DIRECTIONS: The required lines are those that contain "green"; pull them out of the data and copy them.
Start of Block
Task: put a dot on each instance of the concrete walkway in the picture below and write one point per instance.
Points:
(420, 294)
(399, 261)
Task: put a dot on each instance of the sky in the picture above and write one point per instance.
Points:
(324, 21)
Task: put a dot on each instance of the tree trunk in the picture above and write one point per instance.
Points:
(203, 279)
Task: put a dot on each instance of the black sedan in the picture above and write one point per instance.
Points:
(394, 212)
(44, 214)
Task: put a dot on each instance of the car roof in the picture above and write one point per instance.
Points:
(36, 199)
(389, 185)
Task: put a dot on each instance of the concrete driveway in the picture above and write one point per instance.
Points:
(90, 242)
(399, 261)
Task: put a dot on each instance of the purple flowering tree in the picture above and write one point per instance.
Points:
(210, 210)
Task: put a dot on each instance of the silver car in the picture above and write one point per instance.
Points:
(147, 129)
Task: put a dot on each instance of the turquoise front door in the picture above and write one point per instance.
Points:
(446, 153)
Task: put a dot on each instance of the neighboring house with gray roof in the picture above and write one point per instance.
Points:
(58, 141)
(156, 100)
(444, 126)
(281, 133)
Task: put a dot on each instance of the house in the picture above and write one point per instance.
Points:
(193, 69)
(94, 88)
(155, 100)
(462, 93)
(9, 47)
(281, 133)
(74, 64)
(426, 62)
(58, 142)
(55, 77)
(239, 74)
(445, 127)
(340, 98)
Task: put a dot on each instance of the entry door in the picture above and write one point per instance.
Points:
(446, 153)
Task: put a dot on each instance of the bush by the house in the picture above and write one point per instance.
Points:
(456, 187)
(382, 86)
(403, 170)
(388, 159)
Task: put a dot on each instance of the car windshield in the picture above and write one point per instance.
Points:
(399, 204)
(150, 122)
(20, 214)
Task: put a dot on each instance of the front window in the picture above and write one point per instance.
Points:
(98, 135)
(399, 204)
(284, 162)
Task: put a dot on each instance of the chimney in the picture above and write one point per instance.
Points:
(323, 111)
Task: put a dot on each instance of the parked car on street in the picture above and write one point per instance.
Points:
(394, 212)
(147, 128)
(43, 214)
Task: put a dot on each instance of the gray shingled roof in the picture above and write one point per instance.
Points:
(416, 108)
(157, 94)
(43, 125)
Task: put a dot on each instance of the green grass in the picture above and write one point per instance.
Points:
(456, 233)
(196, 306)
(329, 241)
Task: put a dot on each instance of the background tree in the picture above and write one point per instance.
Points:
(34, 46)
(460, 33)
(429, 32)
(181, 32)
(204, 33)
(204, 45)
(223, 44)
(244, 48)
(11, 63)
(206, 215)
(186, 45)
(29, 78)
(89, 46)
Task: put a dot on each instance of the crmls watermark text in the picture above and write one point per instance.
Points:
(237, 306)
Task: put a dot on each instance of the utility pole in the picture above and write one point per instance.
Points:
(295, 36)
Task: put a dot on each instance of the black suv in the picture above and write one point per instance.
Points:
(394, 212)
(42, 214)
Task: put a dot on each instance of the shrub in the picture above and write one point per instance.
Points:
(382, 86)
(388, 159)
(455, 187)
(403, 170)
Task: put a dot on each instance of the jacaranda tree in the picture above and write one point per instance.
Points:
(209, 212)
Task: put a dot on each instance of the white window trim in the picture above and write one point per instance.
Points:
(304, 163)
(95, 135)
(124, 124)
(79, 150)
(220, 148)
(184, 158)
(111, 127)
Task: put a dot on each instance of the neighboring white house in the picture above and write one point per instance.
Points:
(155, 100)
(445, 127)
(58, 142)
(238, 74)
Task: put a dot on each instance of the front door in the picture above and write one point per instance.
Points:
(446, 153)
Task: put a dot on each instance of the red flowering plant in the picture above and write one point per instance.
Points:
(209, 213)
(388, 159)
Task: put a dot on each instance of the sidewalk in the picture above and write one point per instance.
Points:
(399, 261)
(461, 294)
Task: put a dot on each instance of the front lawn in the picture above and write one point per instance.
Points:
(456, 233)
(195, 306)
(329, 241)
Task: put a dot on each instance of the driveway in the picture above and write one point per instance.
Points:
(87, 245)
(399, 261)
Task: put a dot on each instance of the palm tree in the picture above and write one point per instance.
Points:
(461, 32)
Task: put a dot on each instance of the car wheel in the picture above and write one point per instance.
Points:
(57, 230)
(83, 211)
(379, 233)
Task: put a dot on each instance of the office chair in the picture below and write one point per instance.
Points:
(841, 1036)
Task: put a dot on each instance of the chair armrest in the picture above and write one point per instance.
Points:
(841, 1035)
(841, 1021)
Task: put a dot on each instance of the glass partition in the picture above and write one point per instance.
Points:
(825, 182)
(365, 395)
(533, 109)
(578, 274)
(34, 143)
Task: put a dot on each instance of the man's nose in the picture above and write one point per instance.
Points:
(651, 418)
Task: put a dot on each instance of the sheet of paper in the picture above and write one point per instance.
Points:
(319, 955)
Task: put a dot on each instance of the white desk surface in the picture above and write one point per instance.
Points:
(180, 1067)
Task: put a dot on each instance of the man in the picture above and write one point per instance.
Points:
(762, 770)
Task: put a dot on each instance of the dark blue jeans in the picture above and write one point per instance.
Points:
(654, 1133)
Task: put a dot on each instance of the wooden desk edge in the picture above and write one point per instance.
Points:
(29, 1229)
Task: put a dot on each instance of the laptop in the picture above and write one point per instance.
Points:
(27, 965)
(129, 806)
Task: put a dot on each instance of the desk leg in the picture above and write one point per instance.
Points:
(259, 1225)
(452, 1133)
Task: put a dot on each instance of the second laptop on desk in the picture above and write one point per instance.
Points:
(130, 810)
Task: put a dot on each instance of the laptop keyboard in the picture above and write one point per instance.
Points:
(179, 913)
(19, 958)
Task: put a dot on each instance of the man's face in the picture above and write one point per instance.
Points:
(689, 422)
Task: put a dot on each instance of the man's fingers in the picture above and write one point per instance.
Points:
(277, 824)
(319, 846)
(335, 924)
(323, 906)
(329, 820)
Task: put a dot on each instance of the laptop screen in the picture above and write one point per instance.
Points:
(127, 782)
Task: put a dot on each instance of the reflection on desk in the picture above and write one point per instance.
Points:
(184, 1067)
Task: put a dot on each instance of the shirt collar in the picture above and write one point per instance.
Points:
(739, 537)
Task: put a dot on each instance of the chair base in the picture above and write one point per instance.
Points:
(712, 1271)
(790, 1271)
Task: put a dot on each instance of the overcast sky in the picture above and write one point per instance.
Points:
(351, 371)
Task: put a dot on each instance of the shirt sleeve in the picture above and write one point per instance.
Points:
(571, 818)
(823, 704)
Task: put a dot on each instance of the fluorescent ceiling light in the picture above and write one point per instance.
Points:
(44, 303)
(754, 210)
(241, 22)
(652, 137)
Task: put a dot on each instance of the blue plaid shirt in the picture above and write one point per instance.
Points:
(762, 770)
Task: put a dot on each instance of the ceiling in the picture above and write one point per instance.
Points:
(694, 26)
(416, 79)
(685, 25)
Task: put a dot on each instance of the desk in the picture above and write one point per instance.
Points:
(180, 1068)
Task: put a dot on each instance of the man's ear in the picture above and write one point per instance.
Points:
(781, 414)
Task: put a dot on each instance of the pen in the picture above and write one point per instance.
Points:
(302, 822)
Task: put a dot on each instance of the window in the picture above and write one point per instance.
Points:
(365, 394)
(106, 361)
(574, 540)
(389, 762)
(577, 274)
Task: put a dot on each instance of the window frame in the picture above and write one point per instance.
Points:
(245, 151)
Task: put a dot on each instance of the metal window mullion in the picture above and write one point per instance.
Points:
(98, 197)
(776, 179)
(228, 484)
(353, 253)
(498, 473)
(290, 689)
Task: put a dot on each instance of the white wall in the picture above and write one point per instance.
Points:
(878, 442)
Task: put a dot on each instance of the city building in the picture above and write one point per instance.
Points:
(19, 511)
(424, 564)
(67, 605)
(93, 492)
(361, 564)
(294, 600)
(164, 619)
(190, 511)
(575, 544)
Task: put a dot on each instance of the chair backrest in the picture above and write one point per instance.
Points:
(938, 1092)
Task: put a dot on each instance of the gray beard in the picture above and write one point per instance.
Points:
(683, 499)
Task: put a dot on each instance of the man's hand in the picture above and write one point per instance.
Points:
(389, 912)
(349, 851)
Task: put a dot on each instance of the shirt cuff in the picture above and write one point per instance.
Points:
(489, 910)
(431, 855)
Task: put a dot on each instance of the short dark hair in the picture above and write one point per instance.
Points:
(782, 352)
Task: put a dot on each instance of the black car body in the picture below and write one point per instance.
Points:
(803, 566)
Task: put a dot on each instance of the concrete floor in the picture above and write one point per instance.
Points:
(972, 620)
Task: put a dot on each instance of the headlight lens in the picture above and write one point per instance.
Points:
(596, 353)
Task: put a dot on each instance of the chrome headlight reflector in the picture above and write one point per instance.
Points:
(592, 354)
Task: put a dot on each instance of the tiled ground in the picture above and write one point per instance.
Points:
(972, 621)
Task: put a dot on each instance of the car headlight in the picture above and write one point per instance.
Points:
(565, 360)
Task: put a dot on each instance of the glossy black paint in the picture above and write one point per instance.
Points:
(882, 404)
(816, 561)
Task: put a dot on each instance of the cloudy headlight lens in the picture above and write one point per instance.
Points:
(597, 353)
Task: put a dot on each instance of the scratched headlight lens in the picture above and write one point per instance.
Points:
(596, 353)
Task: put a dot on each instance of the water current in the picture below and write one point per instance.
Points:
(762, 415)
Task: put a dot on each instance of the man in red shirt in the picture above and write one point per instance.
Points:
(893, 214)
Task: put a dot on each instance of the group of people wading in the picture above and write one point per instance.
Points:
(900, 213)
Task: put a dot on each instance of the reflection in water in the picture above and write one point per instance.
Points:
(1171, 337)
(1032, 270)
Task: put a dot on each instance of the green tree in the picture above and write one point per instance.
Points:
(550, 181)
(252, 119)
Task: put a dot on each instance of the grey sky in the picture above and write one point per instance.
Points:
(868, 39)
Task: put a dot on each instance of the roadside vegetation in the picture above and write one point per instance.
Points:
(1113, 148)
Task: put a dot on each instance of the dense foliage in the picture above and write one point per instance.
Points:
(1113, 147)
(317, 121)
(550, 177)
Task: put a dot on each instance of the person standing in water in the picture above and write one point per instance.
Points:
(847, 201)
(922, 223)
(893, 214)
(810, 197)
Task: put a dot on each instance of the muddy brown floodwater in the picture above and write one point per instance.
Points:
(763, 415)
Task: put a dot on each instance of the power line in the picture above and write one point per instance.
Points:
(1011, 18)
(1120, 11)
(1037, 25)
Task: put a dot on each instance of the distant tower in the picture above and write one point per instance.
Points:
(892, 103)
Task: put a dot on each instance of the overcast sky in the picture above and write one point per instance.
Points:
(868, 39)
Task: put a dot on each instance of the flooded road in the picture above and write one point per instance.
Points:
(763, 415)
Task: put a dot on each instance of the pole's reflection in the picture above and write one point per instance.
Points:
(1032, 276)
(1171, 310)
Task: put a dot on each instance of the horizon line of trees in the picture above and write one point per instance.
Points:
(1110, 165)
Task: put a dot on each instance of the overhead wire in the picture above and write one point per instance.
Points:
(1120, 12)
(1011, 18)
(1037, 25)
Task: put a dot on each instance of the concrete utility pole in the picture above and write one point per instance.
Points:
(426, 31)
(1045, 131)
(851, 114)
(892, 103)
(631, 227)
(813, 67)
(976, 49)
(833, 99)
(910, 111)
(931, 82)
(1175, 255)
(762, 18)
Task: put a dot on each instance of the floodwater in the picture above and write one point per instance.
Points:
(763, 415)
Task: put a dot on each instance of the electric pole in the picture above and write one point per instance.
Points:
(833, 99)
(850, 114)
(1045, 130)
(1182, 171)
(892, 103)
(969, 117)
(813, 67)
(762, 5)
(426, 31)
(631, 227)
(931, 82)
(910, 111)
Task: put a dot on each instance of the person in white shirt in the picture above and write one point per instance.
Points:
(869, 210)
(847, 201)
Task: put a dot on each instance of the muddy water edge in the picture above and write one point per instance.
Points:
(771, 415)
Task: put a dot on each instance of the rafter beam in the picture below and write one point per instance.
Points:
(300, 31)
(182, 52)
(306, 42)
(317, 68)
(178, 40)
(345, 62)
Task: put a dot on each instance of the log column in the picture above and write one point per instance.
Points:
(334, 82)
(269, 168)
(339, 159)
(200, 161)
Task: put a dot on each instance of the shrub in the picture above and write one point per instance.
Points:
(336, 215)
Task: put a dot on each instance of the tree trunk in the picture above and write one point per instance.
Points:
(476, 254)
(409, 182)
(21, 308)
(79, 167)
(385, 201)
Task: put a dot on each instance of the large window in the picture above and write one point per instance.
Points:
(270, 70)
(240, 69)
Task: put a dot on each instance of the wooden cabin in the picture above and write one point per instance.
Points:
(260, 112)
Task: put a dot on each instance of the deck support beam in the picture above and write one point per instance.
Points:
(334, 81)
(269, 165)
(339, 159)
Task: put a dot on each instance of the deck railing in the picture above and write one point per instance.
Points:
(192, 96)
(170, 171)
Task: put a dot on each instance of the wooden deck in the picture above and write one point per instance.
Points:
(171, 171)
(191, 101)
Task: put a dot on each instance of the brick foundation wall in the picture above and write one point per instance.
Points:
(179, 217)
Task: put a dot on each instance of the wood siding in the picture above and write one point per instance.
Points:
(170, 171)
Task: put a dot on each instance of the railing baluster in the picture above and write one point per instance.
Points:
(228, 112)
End of Block
EXERCISE RESULT:
Task: put a dot on each instance of the green grass in the picture above and write one point per instance.
Task: put a dot on each instance of the green tree in the picture above and write one point per instance.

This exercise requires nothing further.